What to do →
Copy out, in full, each line of the items below that contains the word "crowd".

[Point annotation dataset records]
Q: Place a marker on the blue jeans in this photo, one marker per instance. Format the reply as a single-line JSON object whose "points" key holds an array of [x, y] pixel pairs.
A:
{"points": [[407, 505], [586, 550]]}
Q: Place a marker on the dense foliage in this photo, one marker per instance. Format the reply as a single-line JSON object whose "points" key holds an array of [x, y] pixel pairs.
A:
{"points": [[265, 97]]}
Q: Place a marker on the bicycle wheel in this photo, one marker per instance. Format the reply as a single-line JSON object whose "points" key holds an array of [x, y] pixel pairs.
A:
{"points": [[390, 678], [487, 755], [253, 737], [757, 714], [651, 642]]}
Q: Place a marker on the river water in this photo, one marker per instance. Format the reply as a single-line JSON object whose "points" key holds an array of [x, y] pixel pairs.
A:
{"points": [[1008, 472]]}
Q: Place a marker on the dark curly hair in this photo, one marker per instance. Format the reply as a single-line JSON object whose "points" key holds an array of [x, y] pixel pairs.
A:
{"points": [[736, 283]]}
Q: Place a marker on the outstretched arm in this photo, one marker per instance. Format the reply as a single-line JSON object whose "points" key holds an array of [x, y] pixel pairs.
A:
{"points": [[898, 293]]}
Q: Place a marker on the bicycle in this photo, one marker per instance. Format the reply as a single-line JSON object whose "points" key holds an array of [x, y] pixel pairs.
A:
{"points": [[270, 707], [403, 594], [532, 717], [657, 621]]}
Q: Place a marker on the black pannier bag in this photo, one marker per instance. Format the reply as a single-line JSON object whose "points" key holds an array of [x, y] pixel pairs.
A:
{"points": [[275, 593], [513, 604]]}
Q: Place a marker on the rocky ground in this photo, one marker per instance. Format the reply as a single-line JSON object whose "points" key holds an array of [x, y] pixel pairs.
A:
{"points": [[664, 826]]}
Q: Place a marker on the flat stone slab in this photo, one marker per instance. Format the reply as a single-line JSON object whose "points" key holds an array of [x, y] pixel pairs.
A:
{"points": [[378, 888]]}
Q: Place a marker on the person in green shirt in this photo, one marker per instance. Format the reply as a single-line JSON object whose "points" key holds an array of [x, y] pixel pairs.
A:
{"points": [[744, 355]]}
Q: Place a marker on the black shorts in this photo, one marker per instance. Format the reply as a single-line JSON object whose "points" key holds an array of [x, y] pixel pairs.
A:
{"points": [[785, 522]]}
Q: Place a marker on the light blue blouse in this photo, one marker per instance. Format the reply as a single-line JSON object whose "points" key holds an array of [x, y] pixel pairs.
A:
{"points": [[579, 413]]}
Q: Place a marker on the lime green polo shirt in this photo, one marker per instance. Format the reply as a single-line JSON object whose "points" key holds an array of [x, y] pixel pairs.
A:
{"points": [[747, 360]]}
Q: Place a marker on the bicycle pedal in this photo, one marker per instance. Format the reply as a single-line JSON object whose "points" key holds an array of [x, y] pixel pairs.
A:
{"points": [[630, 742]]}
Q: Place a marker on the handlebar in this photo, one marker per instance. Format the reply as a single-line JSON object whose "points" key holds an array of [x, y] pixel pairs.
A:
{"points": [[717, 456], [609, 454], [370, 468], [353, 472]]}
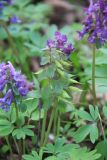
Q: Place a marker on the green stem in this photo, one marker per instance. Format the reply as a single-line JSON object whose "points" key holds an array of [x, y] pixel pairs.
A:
{"points": [[17, 112], [20, 151], [23, 146], [49, 126], [55, 122], [58, 126], [43, 128], [10, 148], [93, 75], [102, 128], [17, 147]]}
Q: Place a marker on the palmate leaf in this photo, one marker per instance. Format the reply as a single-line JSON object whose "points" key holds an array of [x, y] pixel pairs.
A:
{"points": [[21, 133], [84, 131], [84, 154], [102, 149], [6, 127]]}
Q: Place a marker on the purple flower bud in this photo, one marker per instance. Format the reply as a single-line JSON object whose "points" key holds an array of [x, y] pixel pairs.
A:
{"points": [[51, 43], [96, 22], [15, 19], [67, 50], [60, 43], [6, 101]]}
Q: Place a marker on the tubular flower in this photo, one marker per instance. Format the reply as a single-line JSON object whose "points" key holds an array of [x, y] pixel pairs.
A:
{"points": [[60, 43], [95, 23], [12, 78]]}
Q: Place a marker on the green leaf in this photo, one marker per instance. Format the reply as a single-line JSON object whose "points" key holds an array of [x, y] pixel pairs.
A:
{"points": [[6, 127], [93, 133], [102, 149], [105, 111], [82, 133], [33, 156]]}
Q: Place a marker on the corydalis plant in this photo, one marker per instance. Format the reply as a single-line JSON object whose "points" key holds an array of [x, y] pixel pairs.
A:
{"points": [[60, 43], [13, 18], [95, 23], [13, 83]]}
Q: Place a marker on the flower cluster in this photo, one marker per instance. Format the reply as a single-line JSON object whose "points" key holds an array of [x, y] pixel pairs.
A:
{"points": [[95, 23], [5, 2], [12, 80], [60, 43]]}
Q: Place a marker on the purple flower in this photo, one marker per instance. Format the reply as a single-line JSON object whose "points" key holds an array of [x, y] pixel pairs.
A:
{"points": [[51, 43], [60, 43], [95, 24], [10, 76], [13, 80], [6, 101], [15, 19]]}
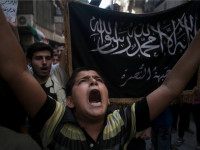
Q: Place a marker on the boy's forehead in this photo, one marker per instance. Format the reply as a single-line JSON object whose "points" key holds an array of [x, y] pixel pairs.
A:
{"points": [[82, 74]]}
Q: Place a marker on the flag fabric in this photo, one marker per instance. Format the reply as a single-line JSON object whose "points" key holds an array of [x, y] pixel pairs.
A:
{"points": [[133, 51]]}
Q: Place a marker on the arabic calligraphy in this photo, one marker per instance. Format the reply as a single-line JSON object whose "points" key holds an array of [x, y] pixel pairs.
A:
{"points": [[144, 39], [144, 73]]}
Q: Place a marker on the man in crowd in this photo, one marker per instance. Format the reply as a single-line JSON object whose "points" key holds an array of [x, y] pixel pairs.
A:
{"points": [[86, 123], [52, 80]]}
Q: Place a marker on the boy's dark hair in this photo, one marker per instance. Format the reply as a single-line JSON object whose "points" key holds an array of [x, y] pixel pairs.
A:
{"points": [[71, 80], [38, 46]]}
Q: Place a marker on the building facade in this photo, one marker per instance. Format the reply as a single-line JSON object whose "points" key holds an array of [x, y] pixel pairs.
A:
{"points": [[40, 21]]}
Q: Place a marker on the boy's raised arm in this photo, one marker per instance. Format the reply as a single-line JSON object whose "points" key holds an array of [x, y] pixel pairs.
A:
{"points": [[13, 70], [176, 80]]}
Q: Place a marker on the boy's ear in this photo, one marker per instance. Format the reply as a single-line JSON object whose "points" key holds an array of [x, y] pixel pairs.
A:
{"points": [[70, 102]]}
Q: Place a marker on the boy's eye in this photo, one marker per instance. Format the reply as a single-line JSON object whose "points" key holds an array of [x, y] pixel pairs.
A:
{"points": [[100, 80]]}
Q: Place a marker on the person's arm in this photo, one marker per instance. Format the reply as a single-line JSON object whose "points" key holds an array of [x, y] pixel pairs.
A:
{"points": [[13, 70], [176, 80]]}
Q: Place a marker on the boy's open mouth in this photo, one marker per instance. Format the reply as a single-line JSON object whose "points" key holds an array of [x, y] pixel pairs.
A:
{"points": [[94, 96]]}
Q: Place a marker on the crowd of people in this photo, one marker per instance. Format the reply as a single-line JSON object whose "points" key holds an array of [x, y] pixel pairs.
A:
{"points": [[73, 112]]}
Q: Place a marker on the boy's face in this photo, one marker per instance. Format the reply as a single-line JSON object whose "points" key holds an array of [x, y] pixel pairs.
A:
{"points": [[41, 63], [89, 95]]}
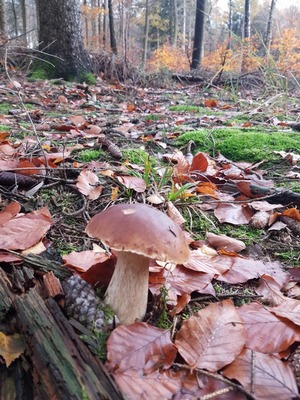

Solution below →
Q: Place a marker on the man in crowd in this photo, one marker per instance. Format the reply as a single-line JSON object whose "points" key holds an array of [x, y] pixel pairs.
Q: Place a marker on the crowd of people in this photo, one marker per instance. Format the reply as a single-line JSON object whose "points" key holds an array of [x, y] pixel pairs.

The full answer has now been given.